■ Written instruction
Copy the rows below, replacing each "one to a line" with "each on its own line" and keeping everything else the same.

■ Raw data
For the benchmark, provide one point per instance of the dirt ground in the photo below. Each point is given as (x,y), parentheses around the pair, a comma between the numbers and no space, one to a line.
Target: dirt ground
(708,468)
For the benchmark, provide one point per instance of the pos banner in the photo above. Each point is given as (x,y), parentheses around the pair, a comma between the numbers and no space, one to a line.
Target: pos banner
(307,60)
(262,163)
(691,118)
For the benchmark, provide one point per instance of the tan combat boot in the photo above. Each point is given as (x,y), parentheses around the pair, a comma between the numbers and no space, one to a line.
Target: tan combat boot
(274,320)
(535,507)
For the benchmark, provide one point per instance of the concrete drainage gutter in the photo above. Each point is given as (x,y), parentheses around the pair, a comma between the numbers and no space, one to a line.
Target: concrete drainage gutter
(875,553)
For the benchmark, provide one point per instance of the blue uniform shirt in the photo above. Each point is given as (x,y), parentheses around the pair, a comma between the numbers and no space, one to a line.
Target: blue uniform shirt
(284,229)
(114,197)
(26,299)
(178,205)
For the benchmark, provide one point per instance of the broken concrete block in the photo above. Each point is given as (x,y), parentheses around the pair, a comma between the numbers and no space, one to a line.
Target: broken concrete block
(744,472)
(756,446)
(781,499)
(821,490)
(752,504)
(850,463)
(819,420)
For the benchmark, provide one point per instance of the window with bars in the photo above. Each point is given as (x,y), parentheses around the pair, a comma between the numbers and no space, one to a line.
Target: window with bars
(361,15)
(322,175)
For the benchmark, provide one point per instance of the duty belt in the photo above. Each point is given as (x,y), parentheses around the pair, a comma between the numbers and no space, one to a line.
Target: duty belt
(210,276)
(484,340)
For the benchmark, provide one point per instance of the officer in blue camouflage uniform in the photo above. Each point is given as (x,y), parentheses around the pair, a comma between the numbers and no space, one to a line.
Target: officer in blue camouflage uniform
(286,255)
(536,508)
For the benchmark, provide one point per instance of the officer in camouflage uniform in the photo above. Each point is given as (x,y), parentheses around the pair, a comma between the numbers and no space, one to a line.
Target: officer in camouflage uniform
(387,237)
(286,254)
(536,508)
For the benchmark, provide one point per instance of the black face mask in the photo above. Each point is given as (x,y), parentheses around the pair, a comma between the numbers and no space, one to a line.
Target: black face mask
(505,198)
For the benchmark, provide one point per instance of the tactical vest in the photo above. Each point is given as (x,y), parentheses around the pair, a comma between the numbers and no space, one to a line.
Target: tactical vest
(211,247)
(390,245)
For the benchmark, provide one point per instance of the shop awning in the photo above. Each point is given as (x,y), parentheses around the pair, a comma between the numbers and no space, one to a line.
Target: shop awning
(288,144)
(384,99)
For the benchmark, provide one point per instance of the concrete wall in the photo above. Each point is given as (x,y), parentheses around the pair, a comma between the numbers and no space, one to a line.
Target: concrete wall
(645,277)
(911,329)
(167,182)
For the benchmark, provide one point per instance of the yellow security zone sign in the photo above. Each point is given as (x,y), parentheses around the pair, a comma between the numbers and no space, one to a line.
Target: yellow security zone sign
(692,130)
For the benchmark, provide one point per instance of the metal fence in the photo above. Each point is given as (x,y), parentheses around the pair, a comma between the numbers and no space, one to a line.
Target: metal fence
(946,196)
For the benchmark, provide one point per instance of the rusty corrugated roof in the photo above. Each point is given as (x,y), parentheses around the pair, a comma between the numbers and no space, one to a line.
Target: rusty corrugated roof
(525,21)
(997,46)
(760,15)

■ Solution to this task
For the benchmark, provide one point per instance of the dirt ground in the photo below. Each point is given as (x,y), parentheses around the pair, a comma between the numbers and no space, each on its own line.
Target: dirt ground
(708,468)
For the benchmark, provide one point per instance of the pos banner in the photo above. Each point is given as (x,y), parentheses around the pair, a comma between the numbers and no space, each on its own line.
Target: pos banner
(307,60)
(262,163)
(691,118)
For the benchmark, provide one point per instance of the tan combat boot in the photo above. Each point is given as (x,y), parentheses around the pair, a comma between the numbers and no space, each on its own line.
Target: tan combat boot
(274,320)
(535,507)
For the benchmark, provide one point per instance of the concrete drainage gutter in the photo above. Each point is given as (x,y), parentheses around the pair, a comma between the numbers and no space, each on its own line.
Target: concrete drainage gutter
(875,553)
For the benchmark, provide one point per instance of the blue uniform shirt in the photo above. Each point is given as (x,y), parentheses around the pair, a comma between the numbers and no space, each on its own line.
Target: blue uniform shirt
(284,229)
(114,197)
(26,299)
(178,205)
For the benchmark, provide one point per instance of the broken concrete block in the photo above. Each point is given as (x,y), parentheses around the pair, a comma between the numbers and no space, each on its own line.
Target: broken concrete block
(744,472)
(756,446)
(781,499)
(821,490)
(752,504)
(850,463)
(819,420)
For the benchmark, provide one point per instance of the window with bars in the photo above. Each point is given as (x,y), parentheses around the pair, a comma between the numbers and no space, each on its own line.
Target: window with bars
(361,15)
(322,175)
For the benchmark, provide one point per instance of the duty belt in the photo above. Each point is given as (x,y), parentheses around the pair, a comma between the numbers and no space, each on its own line.
Target: duty belt
(210,276)
(484,340)
For the benchmark, provide one point per instance of the officer in blue camouflage uniform in the photo above. Each point is given as (x,y), parentheses around the pair, a comma between the numbers and no space, each on its own line.
Target: officer in blue camouflage uniform
(286,255)
(536,508)
For the benchmark, provide one point per instance of the officer in camouflage uniform in the photo above. Each point is given as (x,y), parentheses around the pair, a comma between the numbers and no space, each on its own line.
Target: officer in camouflage uniform
(387,237)
(286,254)
(536,508)
For the benchmark, provide one point per instance of the black face mask in the photo above. Each point is given as (x,y), parentheses around the pair, a comma between the numbers and no space, each on its own line.
Target: black face mask
(505,198)
For the benchmark, provide one point per instance of the tactical vest in the photo above. Each point is given as (x,y), parentheses around the pair, a comma between the numbers and no space, each on its own line.
Target: tactical vest
(211,247)
(390,245)
For the benchmark, provide one point per instance of the shop awning in the photo above. Each point is given as (x,y), parentheses around the pair, a comma between the numbers and no space, each on its own line.
Target: shop awning
(288,144)
(384,99)
For the benchmark, provide one point per instance of the concrete wall in the photo above. Each point is given as (x,y), parentheses around the pair, a comma between the numbers and no space, each on its own line.
Target: concrete wall
(645,277)
(911,329)
(167,182)
For the benchmark, provide one point per instance of the yellow security zone sign in the photo above. Each point is given as (x,y), parentheses around the pair, a comma between the numbers and no space, each on its own line.
Target: yellow security zone sign
(692,130)
For the benchmark, provide one point per instance of the metal fence in the photo above. Each point is given as (x,y), parentheses around the pair, a comma between the numbers and no space, each on its own line.
Target: metal fence
(946,196)
For the benchmark, provide one point per instance of the rusty corrugated roof in the photo above. Each point is given as (x,y), parentheses around the pair, a comma between the numbers and no space, each on its own line.
Target: rusty corrugated roof
(525,21)
(997,46)
(760,15)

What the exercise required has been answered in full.